# WHAT YOU HAVE TO DO
Copy out only the rows from the line with "Each <instance> block asks" through the line with "box: [0, 61, 199, 82]", replacing every "rough mask" with "coarse mask" and changing nothing else.
*** PROVIDED INFORMATION ***
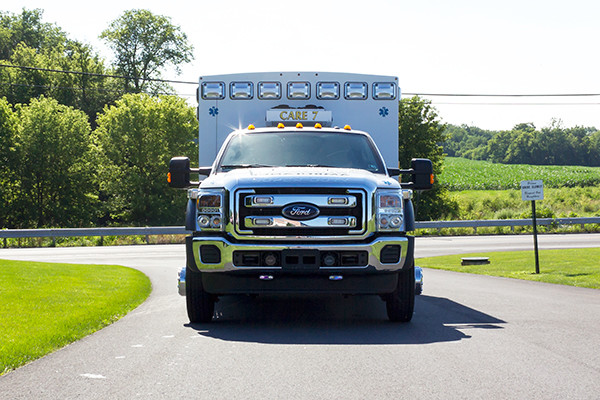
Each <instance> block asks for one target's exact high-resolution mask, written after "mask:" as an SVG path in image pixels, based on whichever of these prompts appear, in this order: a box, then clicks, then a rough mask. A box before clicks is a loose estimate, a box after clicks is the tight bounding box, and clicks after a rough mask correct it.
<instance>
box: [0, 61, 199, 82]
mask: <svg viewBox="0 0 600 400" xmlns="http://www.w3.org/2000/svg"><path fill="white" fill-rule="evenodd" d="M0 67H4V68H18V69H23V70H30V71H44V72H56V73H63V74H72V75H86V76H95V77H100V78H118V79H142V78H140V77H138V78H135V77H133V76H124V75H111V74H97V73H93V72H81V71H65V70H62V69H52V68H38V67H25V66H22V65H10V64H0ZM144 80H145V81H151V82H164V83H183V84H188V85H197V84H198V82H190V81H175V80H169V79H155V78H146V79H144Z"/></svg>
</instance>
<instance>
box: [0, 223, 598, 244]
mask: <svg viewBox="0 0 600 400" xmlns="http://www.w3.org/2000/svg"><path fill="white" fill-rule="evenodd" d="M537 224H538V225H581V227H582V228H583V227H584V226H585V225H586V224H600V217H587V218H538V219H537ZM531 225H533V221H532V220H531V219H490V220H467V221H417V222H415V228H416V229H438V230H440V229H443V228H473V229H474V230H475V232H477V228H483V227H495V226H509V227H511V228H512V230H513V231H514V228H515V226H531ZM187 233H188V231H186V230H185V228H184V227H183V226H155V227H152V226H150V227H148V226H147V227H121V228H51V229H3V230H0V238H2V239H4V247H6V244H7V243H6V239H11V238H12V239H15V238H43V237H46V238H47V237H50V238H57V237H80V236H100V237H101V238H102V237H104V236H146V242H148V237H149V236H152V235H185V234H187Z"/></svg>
*** End of PROVIDED INFORMATION ***
*** PROVIDED INFORMATION ***
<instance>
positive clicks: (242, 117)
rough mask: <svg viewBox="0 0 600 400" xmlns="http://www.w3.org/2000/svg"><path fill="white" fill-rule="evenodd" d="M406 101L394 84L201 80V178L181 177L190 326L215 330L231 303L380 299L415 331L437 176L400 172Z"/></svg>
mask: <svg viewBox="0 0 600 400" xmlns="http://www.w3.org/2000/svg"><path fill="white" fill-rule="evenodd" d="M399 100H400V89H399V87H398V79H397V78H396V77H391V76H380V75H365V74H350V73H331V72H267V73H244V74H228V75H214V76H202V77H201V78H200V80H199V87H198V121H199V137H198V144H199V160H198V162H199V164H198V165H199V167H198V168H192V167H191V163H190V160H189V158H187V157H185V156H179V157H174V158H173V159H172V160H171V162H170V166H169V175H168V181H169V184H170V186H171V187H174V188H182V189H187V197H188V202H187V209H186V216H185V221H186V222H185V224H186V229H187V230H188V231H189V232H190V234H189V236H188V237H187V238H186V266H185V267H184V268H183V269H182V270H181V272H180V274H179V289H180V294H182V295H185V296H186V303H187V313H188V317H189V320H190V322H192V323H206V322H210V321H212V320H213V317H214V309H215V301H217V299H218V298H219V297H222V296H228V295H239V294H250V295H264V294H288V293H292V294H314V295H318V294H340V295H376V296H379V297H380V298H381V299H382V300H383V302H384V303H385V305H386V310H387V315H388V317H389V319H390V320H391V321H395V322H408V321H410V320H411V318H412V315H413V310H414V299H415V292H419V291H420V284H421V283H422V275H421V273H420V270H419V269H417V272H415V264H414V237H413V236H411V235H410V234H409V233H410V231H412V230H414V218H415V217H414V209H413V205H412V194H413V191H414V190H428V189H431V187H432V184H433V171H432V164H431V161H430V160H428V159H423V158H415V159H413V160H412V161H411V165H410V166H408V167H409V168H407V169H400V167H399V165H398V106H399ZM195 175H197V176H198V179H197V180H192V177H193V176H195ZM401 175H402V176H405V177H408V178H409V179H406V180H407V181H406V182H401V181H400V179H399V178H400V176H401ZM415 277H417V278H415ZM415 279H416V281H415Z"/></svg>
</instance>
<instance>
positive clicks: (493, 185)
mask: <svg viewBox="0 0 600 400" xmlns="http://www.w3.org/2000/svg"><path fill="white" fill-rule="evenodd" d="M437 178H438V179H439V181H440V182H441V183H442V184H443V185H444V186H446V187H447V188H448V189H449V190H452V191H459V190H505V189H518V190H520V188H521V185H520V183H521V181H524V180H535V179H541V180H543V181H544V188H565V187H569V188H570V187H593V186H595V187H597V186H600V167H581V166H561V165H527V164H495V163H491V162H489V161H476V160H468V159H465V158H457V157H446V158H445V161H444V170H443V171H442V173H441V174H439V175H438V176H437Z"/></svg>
*** End of PROVIDED INFORMATION ***
*** PROVIDED INFORMATION ***
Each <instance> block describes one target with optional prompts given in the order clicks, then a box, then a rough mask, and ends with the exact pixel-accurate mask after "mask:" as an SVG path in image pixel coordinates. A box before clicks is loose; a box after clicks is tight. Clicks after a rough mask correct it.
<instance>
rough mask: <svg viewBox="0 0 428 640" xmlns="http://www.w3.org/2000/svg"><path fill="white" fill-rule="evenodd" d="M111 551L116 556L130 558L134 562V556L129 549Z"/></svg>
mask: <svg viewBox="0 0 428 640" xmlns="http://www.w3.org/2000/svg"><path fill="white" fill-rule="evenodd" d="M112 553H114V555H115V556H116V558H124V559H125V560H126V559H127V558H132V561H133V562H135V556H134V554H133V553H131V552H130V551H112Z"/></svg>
*** End of PROVIDED INFORMATION ***
# RESPONSE FOR THIS EXERCISE
Each <instance> block asks for one target's exact high-resolution mask, written after "mask:" as an SVG path in image pixels, based on whichever of these prompts appear, in this order: a box, then clicks, then a coarse mask. A box before clicks is a loose estimate, a box after clicks is the tight bounding box, and clicks after a coarse mask correct it.
<instance>
box: [0, 61, 199, 82]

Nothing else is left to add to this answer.